What you need to do:
Select every line in the listing below that contains the word "bare", and copy each one. Case counts.

Material provided:
────
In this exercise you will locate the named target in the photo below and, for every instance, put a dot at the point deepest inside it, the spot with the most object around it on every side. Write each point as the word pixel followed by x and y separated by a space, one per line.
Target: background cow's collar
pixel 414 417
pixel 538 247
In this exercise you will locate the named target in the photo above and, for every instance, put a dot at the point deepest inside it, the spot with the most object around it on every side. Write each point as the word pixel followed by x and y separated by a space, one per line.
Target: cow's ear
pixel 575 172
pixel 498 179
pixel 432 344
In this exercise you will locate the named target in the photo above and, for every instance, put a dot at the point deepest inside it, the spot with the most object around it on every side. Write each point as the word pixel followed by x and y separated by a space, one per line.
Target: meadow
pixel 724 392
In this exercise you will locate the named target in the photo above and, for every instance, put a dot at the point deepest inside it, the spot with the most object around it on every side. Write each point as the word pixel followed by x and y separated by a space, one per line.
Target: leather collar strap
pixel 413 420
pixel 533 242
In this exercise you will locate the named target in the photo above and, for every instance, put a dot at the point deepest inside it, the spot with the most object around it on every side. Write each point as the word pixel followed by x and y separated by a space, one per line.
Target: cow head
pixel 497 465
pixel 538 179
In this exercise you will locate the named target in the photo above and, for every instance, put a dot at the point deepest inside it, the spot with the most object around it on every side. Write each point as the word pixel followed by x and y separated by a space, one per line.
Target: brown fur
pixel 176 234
────
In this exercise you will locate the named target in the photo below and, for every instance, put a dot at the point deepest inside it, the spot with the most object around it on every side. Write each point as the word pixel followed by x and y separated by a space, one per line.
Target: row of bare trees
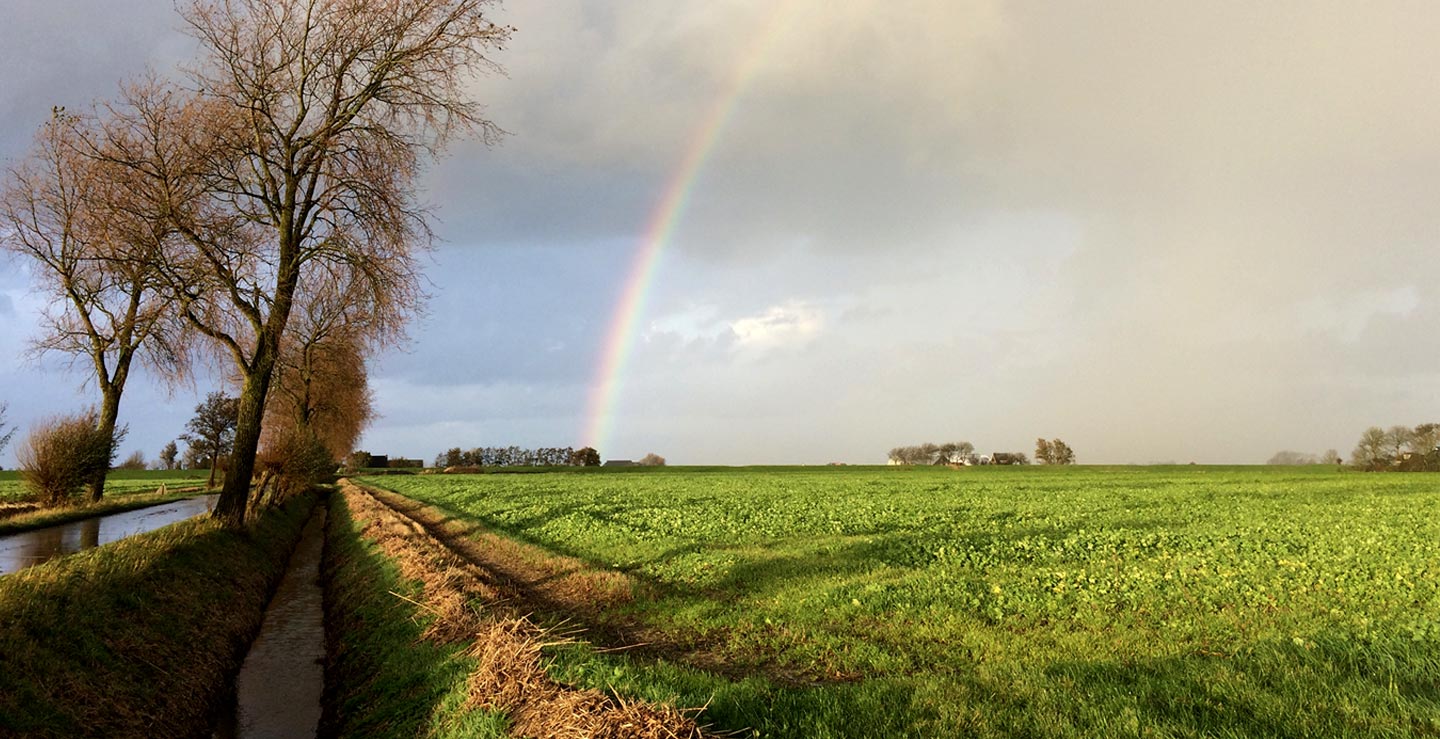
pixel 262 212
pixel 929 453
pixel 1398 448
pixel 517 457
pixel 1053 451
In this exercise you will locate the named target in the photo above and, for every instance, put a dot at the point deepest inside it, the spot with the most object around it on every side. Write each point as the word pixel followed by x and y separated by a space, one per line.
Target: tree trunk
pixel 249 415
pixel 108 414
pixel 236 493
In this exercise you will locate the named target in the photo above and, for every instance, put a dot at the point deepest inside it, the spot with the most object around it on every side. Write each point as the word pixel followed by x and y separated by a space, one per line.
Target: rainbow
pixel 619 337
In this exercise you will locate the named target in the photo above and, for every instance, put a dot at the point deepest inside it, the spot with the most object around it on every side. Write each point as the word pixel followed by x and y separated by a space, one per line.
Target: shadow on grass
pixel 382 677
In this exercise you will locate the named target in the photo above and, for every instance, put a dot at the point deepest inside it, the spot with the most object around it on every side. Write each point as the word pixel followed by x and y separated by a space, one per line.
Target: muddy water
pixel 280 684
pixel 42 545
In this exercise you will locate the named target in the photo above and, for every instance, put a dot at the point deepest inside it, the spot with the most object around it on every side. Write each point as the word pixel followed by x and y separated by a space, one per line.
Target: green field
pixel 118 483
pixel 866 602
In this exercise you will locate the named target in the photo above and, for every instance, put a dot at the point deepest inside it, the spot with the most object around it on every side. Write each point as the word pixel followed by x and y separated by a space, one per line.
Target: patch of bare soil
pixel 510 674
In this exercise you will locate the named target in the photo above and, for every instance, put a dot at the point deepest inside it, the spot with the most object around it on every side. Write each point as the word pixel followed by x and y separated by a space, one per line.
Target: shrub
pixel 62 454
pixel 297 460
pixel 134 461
────
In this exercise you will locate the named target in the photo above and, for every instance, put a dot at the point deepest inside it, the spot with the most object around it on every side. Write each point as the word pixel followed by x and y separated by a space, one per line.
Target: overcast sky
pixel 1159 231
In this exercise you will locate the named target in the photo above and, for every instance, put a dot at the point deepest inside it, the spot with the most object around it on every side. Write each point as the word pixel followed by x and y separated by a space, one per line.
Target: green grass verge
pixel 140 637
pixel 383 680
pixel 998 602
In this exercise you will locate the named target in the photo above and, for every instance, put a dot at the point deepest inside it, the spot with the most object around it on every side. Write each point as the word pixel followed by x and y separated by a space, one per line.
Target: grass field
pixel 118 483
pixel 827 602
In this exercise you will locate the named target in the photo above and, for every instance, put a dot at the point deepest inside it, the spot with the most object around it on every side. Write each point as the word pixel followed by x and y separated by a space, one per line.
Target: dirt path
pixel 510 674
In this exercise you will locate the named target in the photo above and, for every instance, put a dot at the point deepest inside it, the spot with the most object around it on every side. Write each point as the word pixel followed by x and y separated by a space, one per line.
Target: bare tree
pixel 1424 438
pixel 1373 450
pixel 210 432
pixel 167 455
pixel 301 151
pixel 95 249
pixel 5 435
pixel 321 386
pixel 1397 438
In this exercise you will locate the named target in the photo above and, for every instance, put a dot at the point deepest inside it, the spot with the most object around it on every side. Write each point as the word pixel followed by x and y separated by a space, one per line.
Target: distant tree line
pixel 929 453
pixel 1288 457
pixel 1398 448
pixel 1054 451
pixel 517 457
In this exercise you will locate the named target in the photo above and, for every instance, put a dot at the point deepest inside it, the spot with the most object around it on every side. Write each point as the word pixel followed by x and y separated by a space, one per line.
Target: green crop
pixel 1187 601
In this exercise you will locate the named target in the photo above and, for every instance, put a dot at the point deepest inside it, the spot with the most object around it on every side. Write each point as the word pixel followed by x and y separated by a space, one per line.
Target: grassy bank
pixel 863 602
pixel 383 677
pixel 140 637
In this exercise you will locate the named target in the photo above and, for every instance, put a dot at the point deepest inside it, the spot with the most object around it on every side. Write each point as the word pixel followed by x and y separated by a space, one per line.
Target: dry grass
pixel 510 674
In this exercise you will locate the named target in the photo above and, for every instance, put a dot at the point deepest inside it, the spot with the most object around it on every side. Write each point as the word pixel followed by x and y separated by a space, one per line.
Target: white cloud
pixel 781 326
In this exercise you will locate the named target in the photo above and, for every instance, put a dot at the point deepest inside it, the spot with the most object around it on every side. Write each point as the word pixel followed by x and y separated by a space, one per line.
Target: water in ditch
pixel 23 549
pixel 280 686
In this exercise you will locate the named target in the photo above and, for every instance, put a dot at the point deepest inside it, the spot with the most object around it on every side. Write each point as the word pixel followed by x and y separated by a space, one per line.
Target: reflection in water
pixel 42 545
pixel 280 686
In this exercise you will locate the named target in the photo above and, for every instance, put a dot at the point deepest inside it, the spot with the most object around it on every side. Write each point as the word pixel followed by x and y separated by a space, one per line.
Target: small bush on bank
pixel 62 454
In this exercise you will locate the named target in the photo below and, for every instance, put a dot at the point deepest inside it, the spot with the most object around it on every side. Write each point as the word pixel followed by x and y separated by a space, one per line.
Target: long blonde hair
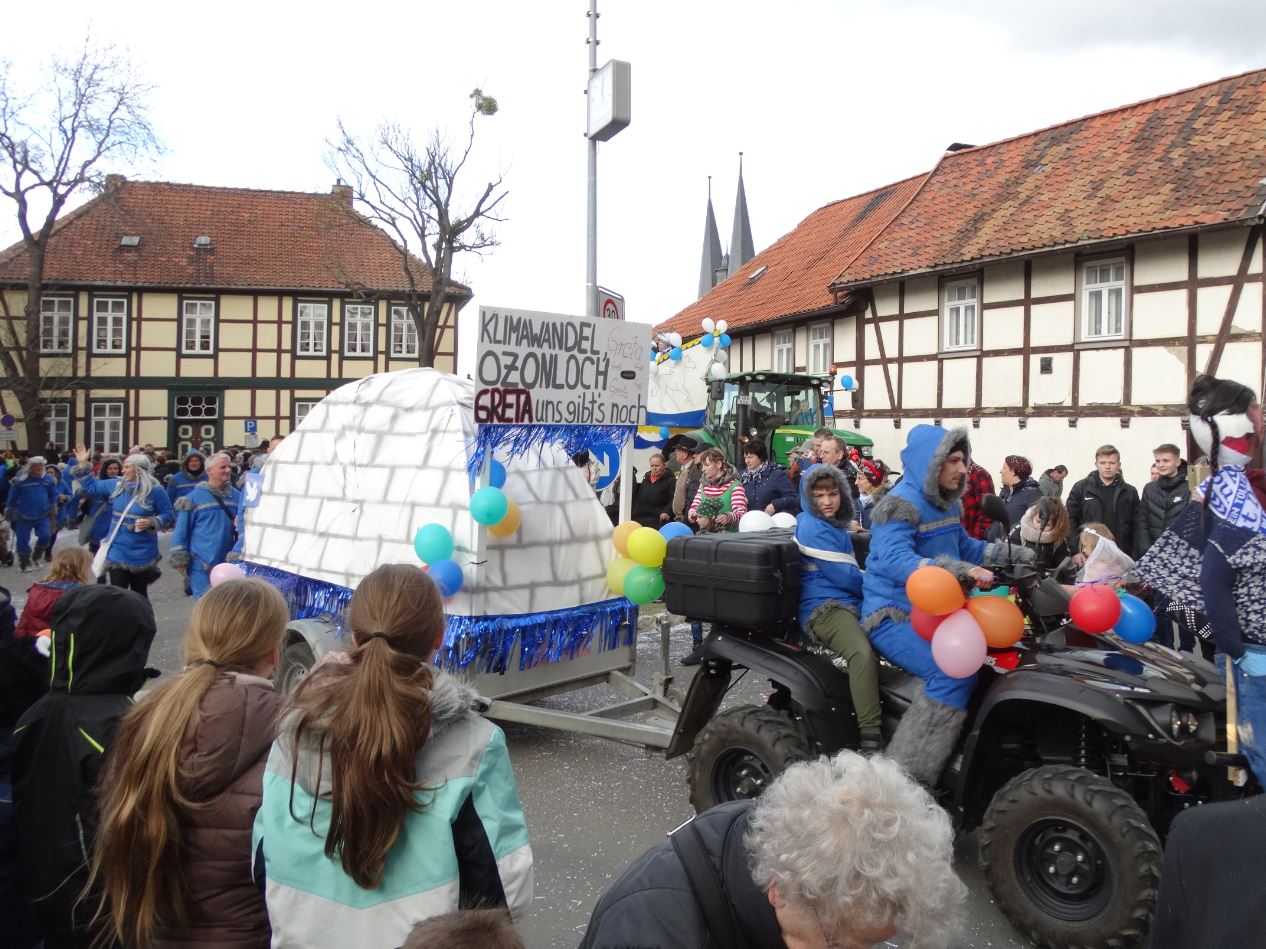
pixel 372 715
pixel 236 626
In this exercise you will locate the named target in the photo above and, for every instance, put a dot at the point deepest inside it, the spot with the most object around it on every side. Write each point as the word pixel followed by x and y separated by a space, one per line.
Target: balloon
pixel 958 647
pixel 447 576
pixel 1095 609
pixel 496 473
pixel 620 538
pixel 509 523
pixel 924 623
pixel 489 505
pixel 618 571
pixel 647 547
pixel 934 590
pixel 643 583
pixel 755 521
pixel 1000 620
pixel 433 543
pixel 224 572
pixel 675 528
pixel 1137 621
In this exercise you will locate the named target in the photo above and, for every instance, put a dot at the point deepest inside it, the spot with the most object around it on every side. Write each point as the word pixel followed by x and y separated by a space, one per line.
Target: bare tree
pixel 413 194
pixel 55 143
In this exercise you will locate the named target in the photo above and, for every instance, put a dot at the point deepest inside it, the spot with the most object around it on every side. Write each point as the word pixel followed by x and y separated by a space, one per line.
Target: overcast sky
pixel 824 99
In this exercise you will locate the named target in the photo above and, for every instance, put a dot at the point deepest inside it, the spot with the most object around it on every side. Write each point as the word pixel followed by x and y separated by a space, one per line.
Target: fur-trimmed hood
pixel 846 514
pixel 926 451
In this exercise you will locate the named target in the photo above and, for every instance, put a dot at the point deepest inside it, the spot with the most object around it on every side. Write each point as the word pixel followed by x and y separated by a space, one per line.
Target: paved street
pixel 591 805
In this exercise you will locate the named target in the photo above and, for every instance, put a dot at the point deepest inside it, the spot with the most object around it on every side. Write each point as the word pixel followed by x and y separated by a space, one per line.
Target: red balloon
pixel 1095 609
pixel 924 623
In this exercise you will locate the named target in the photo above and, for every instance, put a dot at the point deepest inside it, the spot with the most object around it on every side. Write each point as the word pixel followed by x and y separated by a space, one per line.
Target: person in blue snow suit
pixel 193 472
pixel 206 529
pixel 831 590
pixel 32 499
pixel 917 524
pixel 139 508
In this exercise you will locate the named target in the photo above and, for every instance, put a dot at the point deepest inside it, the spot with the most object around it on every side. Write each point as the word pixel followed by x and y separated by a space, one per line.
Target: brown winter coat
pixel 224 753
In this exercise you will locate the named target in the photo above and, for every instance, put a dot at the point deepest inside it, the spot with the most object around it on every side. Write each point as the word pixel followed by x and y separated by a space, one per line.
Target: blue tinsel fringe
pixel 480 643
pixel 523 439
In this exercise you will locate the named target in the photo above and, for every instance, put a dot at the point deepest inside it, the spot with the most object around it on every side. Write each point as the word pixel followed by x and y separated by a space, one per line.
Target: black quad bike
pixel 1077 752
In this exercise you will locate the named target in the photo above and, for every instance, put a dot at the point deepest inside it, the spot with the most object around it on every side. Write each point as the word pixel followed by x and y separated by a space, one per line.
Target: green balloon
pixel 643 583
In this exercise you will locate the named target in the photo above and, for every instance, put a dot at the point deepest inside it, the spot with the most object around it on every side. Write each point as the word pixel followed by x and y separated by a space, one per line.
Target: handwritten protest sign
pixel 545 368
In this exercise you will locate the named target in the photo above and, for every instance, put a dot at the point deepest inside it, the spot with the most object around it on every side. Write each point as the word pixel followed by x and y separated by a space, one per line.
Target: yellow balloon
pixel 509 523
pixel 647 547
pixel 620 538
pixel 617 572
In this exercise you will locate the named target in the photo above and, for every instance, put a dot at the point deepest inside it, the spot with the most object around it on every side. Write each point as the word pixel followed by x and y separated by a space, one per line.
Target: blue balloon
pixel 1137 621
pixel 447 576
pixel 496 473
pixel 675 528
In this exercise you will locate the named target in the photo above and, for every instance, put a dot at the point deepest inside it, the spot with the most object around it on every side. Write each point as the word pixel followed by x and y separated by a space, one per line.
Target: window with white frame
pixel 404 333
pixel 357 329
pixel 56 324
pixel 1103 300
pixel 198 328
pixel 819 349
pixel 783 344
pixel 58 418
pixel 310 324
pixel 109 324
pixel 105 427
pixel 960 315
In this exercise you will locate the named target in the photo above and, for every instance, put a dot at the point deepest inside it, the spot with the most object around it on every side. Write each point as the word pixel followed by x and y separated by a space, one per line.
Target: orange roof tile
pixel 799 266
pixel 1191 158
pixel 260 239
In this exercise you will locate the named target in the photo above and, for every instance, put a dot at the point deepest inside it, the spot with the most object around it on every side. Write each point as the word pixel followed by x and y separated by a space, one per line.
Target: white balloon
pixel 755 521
────
Answer for this exercise:
Target: row of bare trees
Target: patch of bare soil
Target: bare tree
Target: bare tree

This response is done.